** Start **

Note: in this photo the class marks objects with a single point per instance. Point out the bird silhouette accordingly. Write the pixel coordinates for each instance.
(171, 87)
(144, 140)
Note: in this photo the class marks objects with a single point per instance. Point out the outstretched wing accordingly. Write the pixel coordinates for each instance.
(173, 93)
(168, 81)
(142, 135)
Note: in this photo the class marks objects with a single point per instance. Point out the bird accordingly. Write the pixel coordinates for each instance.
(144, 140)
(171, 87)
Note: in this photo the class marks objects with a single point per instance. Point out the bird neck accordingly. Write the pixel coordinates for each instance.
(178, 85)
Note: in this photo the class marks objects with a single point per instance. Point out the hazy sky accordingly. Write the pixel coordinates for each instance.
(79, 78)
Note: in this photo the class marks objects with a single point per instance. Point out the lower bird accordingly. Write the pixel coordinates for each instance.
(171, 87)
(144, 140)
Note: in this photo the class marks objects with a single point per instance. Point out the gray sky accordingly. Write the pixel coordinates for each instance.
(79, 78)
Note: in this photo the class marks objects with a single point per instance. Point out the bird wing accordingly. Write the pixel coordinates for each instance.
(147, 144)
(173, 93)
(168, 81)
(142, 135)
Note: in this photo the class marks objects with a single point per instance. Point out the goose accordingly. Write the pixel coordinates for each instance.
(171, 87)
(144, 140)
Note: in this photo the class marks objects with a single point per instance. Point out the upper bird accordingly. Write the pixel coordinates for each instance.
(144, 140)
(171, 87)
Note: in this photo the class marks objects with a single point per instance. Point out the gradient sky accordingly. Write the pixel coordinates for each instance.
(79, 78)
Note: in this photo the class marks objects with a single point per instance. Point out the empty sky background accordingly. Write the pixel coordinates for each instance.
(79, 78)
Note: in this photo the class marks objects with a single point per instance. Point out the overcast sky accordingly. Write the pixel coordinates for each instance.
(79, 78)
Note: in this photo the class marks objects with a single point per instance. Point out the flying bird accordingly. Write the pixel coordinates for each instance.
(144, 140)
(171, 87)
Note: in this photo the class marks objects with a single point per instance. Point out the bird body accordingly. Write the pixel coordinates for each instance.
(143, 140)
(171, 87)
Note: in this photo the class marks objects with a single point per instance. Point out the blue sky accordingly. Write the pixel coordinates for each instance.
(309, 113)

** End **
** Start **

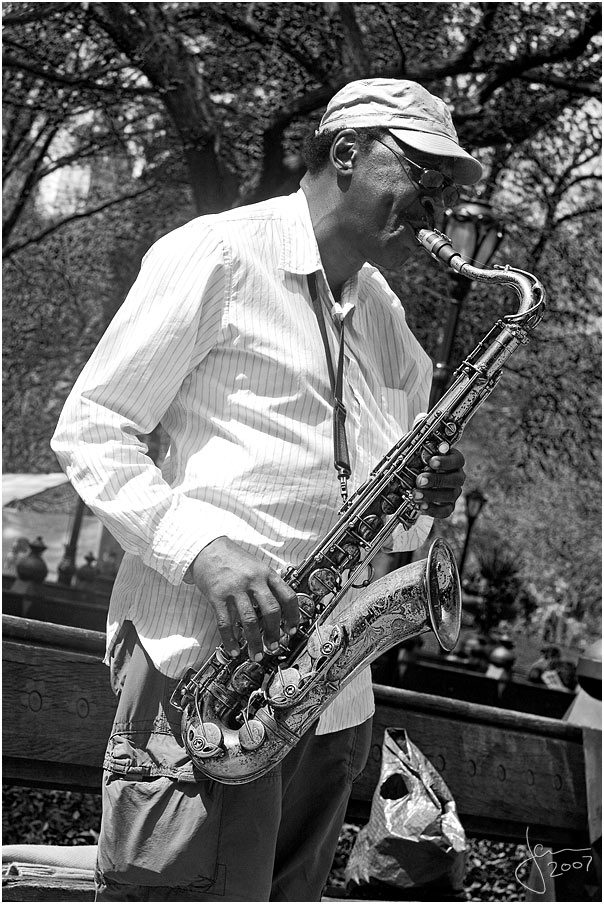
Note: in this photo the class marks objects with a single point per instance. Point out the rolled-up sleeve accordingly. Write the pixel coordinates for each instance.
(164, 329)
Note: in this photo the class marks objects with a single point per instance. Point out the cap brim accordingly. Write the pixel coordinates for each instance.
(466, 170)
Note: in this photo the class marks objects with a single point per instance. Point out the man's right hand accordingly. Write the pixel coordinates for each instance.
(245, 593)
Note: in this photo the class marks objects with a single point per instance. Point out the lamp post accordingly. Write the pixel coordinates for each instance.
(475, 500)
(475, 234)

** End **
** Start **

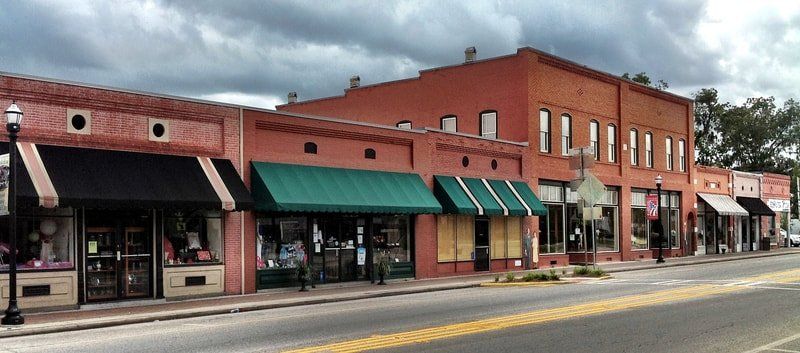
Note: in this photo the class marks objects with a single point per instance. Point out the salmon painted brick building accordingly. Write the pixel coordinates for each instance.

** End **

Extract every line of the records above that contains the string "wing", matching case exactly.

| TASK RESULT |
Note: in this photo the class marks objects with a single point per instance. Point out the outstretched wing accordingly. Write the pixel coordinates for each instance.
Note: in this photo the class marks objects with a single point per instance. Point out the bird wing accordingly. Write the pixel coordinates for each instance.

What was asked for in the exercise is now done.